# Desperately looking for livery Yards Glos/Hartpury area!



## HHayward (13 August 2014)

Hi there all,

I'm currently looking for a livery stables around Gloucester/ Hartpury area, possibly would stretch to Cheltenham if needed. I am a competitive dressage rider looking for a small or quite yard for my slightly hot headed and sensitive warmblood! Previously I have stabled her a Hartpury College while studying, though the facilities were amazing my mare did not like the busy atmosphere and lack of turn out. Ideally I would like part or assisted DIY livery with at least a 20x60 arena indoors or outdoors, good turnout and hacking. Bonuses would be a horse walker, mirrors, both indoors and a outdoors, along with jumps and off road hacking. However, I know that such a dream yard does not exist specially this lack notice as would like to move her up around September. 

PM if anyone knows of an yards, price is not a option obviously if reasonable.

=-=-=

§ OBJECTIVES
1. Rewrite the paragraph of the livery post that begins "I'm currently looking for a livery stables" as a short bulleted list that keeps its main facts.
2. According to the livery post, what is the minimum arena size the rider wants?
3. Continue the livery post from the point where it stops.
The lines that come after the livery post are separate material.

§ EXCERPTED RECORDS
=-=-=

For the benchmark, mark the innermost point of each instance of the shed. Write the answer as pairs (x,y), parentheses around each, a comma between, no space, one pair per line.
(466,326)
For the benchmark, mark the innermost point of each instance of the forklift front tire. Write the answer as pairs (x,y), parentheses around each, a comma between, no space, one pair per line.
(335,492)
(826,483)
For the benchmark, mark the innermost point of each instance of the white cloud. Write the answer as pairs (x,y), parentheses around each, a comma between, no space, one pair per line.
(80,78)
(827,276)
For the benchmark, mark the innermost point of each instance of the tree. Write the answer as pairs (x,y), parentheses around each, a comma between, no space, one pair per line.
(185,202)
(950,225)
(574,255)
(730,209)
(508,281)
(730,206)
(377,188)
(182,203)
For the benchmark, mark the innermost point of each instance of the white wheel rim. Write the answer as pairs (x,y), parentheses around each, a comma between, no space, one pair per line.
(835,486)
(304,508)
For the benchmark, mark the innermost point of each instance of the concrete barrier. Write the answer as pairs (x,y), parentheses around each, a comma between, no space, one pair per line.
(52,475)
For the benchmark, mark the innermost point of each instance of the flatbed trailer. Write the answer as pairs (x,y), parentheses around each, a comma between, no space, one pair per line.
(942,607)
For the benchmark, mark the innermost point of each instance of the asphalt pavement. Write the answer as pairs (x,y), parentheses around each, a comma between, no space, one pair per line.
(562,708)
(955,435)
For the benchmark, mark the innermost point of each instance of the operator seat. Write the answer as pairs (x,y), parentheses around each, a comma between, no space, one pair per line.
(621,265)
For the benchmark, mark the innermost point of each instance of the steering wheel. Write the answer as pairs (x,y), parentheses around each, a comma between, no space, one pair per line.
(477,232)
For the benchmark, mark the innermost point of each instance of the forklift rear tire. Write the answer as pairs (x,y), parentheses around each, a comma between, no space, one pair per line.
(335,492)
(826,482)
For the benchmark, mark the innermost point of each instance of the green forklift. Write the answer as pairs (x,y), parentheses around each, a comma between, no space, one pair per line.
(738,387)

=-=-=

§ TASK RESPONSES
1.
- Area: Gloucester/Hartpury, possibly as far as Cheltenham
- Rider: competitive dressage rider
- Horse: a slightly hot-headed, sensitive warmblood mare
- Wanted: a small or quiet yard
- Past stabling: Hartpury College while studying; the facilities were excellent, but the mare disliked the busy atmosphere and the lack of turnout
- Essentials: part or assisted DIY livery, an arena of at least 20x60 (indoor or outdoor), good turnout and hacking
- Bonuses: a horse walker, mirrors, indoor and outdoor arenas, jumps and off-road hacking
- Timing: a move around September, on short notice, with the admission that such a dream yard probably does not exist

2. At least 20x60, indoors or outdoors.

3.
Many thanks, 

HHayward


----------



## Flummoxed (13 August 2014)

I have my horse in that area (although not at the type of yard you are seeking. You could try googling Goss Farm/Hannah Fenech or Sally Thorndale (both in Ashleworth), Great House Farm in Hasfield, Rectory Stables in Maisemore, Melanie Beckman. If those fail look on Facebook - Gloucester Livery Yards - there are others in that vicinity but I'm not sure what facilities they might have.

Good luck in your search and please report back with your findings as this question often crops up, given the turnover of students in the area.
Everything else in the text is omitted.